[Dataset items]
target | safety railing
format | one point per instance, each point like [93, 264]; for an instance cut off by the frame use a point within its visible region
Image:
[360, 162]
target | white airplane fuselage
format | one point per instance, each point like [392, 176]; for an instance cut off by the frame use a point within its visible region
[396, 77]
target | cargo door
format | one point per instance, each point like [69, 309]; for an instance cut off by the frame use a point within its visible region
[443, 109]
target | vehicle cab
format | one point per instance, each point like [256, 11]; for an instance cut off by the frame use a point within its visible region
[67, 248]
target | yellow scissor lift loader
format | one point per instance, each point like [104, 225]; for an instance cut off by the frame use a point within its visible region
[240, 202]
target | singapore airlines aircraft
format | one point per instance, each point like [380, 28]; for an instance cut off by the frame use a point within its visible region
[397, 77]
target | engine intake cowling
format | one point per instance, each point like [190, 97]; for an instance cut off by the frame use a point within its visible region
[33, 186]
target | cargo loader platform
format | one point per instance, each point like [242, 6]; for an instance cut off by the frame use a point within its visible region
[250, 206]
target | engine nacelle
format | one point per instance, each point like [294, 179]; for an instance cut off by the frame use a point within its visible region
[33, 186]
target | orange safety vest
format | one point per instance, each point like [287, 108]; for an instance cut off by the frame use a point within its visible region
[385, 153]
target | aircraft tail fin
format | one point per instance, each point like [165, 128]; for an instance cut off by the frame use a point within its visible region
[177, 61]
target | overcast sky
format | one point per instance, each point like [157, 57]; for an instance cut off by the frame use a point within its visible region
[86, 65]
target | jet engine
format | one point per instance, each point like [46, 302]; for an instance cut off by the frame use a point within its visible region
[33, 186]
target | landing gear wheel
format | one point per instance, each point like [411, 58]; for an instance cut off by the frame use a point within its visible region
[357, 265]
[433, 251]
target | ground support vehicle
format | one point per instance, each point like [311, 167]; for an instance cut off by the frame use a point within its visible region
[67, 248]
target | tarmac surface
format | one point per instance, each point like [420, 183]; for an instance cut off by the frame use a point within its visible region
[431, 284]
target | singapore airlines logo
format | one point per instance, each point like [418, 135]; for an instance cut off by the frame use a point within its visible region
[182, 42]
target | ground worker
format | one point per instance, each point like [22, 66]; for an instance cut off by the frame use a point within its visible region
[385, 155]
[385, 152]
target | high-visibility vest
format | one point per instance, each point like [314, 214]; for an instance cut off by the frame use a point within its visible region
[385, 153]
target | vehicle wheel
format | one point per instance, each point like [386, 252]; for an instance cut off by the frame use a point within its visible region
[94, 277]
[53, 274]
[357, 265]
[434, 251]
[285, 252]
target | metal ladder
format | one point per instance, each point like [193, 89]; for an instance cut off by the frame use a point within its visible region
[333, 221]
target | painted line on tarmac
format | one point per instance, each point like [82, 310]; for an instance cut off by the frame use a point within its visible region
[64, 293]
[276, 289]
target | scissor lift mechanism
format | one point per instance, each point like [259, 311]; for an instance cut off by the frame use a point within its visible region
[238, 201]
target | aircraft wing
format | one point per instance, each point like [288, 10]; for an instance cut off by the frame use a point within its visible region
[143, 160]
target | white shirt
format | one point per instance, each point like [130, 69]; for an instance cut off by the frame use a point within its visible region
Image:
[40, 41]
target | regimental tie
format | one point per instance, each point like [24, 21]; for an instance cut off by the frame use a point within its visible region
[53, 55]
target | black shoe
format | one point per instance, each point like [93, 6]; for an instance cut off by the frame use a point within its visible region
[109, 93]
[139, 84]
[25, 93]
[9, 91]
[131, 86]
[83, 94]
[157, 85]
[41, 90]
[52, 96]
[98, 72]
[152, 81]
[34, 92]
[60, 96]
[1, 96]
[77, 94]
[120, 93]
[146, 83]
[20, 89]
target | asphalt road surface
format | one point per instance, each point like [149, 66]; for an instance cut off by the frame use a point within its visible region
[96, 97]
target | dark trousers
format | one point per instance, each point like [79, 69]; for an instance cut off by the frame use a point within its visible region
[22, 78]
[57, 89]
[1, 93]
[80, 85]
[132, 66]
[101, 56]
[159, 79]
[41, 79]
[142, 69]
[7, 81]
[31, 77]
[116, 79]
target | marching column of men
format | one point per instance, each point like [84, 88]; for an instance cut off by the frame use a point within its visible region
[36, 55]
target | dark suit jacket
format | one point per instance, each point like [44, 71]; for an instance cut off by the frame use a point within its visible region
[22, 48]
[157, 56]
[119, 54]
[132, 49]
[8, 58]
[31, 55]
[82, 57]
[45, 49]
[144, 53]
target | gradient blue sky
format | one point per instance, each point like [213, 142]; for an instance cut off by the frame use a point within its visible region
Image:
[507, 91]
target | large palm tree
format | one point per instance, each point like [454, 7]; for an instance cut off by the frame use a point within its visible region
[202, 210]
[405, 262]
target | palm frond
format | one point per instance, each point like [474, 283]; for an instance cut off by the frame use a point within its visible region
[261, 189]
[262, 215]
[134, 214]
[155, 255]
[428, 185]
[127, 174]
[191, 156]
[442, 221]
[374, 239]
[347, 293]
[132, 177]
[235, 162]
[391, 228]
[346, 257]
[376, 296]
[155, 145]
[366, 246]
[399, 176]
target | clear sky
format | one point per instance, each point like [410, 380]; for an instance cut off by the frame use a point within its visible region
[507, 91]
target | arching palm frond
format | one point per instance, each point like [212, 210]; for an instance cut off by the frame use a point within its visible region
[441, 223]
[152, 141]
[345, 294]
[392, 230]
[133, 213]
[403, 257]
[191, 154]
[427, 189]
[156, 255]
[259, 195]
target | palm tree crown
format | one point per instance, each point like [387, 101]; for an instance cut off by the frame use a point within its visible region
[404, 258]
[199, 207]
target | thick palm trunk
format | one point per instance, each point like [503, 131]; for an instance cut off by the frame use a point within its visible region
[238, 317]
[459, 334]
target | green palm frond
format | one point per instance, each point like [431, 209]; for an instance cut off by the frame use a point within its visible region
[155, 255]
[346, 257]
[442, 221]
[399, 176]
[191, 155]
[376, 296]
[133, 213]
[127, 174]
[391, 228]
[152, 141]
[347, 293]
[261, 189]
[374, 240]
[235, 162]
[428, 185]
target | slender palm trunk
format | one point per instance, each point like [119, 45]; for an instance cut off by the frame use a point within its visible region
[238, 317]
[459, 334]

TASK TO COMPLETE: Repeat, exactly as they stand above, the lines from the line with "target | ground support vehicle" to the line with "target | tarmac surface", both lines included.

RESPONSE BOX:
target | ground support vehicle
format | one point per instance, each point like [311, 167]; for an instance cut off by the frame use a point within its visible region
[67, 248]
target | tarmac surface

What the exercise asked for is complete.